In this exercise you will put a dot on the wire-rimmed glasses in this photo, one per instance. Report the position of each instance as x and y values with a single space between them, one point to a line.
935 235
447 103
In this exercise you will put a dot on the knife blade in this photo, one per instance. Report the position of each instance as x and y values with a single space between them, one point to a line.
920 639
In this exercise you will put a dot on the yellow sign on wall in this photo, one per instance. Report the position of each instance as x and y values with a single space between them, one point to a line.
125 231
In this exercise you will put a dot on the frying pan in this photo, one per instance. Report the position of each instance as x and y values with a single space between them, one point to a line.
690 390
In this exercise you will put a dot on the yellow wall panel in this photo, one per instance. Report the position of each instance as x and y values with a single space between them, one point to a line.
____
The records above must be retyped in full. Keep each one exactly as it is.

Reply to the exercise
In this exercise you will put a dot on the wire-rimmed glasses in this photo, one per instance. Report the position of each instance as x and y values with a single space between them, one point to a line.
935 235
447 103
In this exercise you will put a dot on the knife blade in this photo, one per instance. Report the position of each instance as x and y values with a single space between them, one point to a line.
920 639
In this exercise you will put a dot on the yellow sign on wall in this photo, one per instance. Report the position of each instance as x and y values with a single space between them, one point to a line.
125 231
In this exercise you will put a dot on the frying pan in this photo, one per instance. Report the position of each instance as x and y values with a single space between them, one point to a line.
690 390
In this exercise you will put a dot on the yellow wall panel in this photo, one per instance. Report the position of each instance as x and y values with a single space between them, one point to a line.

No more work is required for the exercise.